### [How to complete this task]
Answer these questions from the JCS submission text below.
1. Which three councils does it say have chosen Churchdown as "a sacrificial lamb"?
2. From which report, and of what date, are the extracts primarily taken?
3. Why does Thames Water object to Policy INF7?

### [Supplied passage]
---*---

Overall the JCS strategy and plan fails to take account of a number of key NPPF policies and the JCS is unsound for a number of reasons identified. In addition there has been total absence of any consideration of the position of Churchdown residents, indeed it appears that Gloucester City. Tewksbury and Cheltenham Borough Councils have all chosen Churchdown as a sacrificial lamb, despite the significant number of negative impacts it will have.

Yours Sincerely

ANNEX A to JCS Submission

KEY STAKEHOLDER OBJECTIONS

Negative Evidence against the Churchdown Developments

The reader could be forgiven for thinking that the key stakeholders referred to in the NPPF, particularly English Heritage, Natural England, Thames Water, residents, Parish Councillors and indeed developers are supportive of the JCS proposals. However, buried in the JCS report annexes and supporting documents are a number objections or concerns raised by key Stakeholders that have not been addressed. The following are extracts taken primarily from the JCS Plan Representation Responses Summary Report dated Nov 14.

Distribution of new development (Policy SP2) - local residents and parish councils opposing the strategic allocations presented reasons why these sites (for example, Brockworth, Leckhampton and North/ South Churchdown) should not proceed or have stated that the plan does not give sufficient weight to promoting housing on brownfield land first.

Infrastructure delivery and developer contributions (Policies INF7 and INF8) – Developer objections to Policy INF7 state that the policy does not give sufficient recognition to viability; any requests for developers to fund infrastructure should be consistent with the CommunityInfrastructure Levy Regulations 2010; the policy does not make a clear distinction between CIL and s106 requirements; and the policy needs to clarify situations when cumulative impact will be assessed. Two representations state that these two policies should be merged into one. Thames Water object to Policy INF7 because it does not include a specific reference to adequate provision of water supply and waste water infrastructure.

---*---

### [Entries provided]
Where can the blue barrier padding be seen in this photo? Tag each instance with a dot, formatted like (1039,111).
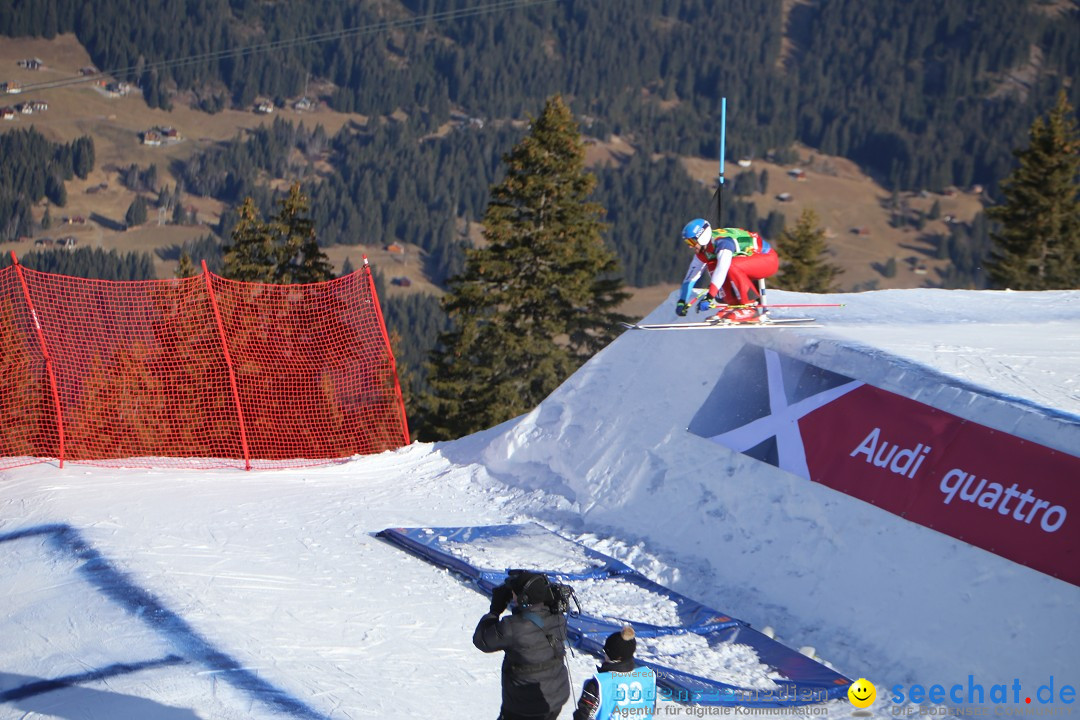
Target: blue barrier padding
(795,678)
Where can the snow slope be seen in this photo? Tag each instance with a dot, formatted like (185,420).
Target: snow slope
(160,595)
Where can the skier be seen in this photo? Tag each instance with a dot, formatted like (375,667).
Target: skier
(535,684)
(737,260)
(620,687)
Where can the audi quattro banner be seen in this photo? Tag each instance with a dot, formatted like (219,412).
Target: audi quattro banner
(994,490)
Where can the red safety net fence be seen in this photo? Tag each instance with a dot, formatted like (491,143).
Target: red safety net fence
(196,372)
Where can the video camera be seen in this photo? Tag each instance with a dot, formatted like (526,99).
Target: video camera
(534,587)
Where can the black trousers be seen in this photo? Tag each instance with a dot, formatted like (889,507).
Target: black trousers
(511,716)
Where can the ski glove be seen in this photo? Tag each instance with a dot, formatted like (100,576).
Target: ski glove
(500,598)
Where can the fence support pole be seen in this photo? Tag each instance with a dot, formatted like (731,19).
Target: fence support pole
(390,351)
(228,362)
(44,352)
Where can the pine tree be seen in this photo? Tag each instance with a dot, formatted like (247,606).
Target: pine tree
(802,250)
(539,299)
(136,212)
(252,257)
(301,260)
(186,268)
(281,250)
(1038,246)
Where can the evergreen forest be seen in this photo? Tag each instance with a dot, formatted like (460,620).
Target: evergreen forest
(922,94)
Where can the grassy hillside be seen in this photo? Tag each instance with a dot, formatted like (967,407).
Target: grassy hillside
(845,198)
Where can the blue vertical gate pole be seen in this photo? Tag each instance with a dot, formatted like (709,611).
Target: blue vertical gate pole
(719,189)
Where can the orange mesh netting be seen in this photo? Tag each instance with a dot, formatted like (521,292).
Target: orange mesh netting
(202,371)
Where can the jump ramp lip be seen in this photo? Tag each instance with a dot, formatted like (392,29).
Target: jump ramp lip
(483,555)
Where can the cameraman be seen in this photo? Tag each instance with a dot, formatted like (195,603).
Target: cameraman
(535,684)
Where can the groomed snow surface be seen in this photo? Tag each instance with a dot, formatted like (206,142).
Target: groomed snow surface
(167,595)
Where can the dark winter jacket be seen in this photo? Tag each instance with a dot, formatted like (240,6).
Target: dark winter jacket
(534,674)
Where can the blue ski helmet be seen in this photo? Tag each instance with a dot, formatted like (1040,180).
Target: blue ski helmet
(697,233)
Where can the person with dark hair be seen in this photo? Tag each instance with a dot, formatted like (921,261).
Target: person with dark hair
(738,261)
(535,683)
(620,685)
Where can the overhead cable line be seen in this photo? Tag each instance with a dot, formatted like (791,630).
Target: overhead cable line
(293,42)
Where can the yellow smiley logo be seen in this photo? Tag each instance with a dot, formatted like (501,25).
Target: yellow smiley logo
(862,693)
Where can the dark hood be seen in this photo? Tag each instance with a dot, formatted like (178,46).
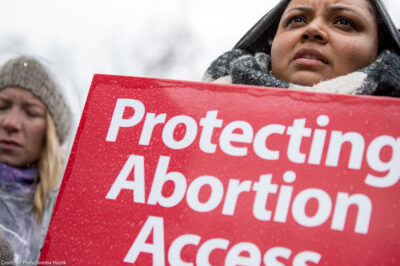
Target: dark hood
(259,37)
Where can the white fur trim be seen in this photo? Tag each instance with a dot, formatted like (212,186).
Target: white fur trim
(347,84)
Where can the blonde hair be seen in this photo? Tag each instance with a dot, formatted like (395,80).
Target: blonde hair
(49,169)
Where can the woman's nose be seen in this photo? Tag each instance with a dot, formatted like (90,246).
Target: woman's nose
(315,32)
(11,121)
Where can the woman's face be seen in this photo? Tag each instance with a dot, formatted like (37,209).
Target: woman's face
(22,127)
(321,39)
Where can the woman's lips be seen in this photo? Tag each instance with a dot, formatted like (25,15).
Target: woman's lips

---*---

### [Result below]
1. Gloucester City, Tewksbury and Cheltenham Borough Councils.
2. The JCS Plan Representation Responses Summary Report, dated Nov 14.
3. The policy does not include a specific reference to adequate provision of water supply and waste water infrastructure.